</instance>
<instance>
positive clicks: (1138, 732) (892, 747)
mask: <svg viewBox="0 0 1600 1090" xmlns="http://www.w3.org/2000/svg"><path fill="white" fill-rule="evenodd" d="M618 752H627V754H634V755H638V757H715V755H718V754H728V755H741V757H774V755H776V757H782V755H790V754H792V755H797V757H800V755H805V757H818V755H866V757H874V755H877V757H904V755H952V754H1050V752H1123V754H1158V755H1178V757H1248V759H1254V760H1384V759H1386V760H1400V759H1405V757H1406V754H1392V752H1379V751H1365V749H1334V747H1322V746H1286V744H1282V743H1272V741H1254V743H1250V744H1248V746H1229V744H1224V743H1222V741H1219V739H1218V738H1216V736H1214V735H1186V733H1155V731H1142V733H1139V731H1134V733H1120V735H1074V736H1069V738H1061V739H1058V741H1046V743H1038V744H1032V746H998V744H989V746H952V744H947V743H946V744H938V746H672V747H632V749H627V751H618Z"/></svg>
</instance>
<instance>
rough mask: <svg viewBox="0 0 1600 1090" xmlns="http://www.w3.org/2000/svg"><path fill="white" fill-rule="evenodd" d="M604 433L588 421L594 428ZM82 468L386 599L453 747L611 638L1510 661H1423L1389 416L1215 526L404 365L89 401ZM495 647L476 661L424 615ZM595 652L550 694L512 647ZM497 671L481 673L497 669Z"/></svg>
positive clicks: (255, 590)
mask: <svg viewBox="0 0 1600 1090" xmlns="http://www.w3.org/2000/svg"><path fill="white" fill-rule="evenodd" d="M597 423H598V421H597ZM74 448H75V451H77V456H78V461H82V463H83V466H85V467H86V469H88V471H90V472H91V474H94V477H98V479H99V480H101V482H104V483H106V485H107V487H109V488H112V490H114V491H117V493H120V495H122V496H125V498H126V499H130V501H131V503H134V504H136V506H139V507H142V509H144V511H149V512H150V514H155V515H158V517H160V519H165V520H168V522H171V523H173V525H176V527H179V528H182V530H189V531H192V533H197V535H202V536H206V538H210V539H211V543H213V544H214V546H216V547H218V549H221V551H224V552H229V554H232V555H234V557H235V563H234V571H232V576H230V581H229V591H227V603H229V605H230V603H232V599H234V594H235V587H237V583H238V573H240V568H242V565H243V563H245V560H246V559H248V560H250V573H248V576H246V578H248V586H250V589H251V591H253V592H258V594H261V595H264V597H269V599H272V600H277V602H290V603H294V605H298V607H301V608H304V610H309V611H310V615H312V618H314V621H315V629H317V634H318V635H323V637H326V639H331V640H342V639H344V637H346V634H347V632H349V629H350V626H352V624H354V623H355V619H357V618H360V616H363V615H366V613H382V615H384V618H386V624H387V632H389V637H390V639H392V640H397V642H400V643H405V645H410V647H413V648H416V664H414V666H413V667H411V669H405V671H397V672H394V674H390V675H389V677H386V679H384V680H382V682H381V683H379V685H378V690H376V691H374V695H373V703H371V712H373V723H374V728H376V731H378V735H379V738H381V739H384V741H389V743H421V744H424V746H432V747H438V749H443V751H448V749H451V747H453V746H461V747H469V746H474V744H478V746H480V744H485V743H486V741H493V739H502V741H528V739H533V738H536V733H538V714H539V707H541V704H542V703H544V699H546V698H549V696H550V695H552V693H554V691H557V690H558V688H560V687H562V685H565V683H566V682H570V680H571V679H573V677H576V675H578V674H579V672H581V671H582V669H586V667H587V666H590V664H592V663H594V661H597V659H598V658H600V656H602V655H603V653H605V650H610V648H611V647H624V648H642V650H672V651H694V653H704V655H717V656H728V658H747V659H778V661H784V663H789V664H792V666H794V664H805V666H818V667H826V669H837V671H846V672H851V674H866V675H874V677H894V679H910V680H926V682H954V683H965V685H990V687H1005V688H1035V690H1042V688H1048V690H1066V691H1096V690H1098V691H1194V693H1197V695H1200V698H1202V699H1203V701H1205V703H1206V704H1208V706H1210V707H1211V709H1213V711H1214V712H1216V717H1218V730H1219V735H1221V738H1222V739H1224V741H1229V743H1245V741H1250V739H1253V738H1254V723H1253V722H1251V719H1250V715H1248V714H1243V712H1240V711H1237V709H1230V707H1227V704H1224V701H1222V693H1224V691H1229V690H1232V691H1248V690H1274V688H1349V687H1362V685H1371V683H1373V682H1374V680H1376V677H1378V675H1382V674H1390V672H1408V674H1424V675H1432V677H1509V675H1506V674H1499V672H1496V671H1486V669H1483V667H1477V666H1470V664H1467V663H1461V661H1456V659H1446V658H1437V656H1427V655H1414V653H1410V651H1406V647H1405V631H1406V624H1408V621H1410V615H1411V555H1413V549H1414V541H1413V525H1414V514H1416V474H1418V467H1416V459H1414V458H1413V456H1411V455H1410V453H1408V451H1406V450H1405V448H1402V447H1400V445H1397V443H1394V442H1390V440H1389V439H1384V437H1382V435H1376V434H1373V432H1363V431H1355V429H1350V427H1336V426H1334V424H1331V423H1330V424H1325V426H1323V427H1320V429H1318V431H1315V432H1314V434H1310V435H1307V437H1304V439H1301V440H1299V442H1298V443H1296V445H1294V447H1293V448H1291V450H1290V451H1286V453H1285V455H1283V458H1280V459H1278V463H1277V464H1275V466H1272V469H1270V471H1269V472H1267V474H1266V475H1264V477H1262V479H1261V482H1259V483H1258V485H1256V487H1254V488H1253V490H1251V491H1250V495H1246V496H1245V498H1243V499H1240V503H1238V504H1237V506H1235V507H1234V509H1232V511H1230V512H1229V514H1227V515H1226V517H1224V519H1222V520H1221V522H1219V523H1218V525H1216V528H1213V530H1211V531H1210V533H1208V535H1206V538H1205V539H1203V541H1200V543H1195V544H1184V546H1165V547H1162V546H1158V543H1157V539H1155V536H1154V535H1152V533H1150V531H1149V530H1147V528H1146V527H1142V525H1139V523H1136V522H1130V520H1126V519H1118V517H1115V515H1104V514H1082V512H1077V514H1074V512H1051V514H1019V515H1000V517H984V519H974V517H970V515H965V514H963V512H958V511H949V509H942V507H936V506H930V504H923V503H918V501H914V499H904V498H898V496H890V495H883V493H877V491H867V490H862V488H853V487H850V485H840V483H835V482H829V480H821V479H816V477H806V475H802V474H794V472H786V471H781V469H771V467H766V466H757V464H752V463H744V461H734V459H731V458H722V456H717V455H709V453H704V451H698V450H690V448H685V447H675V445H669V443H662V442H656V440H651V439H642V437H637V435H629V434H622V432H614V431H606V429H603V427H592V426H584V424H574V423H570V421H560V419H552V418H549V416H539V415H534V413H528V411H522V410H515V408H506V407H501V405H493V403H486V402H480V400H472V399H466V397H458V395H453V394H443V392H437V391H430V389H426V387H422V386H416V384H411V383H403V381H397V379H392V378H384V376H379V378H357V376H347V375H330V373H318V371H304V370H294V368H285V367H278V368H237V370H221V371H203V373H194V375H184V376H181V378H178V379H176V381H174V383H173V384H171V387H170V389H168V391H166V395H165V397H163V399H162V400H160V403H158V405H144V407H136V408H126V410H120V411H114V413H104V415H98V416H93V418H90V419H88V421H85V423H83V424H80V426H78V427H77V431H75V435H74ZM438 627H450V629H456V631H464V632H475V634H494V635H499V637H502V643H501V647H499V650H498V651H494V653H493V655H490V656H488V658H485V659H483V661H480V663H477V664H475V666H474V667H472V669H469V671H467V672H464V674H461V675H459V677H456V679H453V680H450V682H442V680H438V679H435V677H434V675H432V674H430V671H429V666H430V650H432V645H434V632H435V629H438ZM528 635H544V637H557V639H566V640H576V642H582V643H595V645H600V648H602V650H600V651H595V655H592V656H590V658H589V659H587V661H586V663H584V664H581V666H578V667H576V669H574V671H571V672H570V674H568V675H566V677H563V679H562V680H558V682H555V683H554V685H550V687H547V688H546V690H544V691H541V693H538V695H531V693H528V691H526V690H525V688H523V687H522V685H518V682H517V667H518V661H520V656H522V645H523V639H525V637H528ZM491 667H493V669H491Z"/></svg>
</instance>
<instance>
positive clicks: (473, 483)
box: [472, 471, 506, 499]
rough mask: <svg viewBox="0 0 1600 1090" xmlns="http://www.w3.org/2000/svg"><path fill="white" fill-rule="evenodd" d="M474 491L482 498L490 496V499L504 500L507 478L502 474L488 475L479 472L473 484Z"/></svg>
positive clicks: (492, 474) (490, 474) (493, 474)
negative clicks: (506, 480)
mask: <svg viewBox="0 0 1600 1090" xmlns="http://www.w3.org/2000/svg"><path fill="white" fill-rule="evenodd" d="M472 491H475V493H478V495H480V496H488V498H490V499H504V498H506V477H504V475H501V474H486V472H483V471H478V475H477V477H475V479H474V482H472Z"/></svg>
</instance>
____
- **The task**:
Only output the lines from the one with "positive clicks: (473, 483)" through the end of the entries above, exactly as they are.

- **Answer to the exercise**:
positive clicks: (473, 483)
box: [472, 471, 506, 499]
rough mask: <svg viewBox="0 0 1600 1090" xmlns="http://www.w3.org/2000/svg"><path fill="white" fill-rule="evenodd" d="M474 491L482 498L490 496V499L504 500L507 478L502 474L488 475L479 472L473 484Z"/></svg>
positive clicks: (492, 474) (490, 474) (493, 474)
negative clicks: (506, 480)
mask: <svg viewBox="0 0 1600 1090" xmlns="http://www.w3.org/2000/svg"><path fill="white" fill-rule="evenodd" d="M472 491H475V493H478V495H480V496H488V498H490V499H504V498H506V477H504V475H501V474H486V472H483V471H478V475H477V477H475V479H474V482H472Z"/></svg>
</instance>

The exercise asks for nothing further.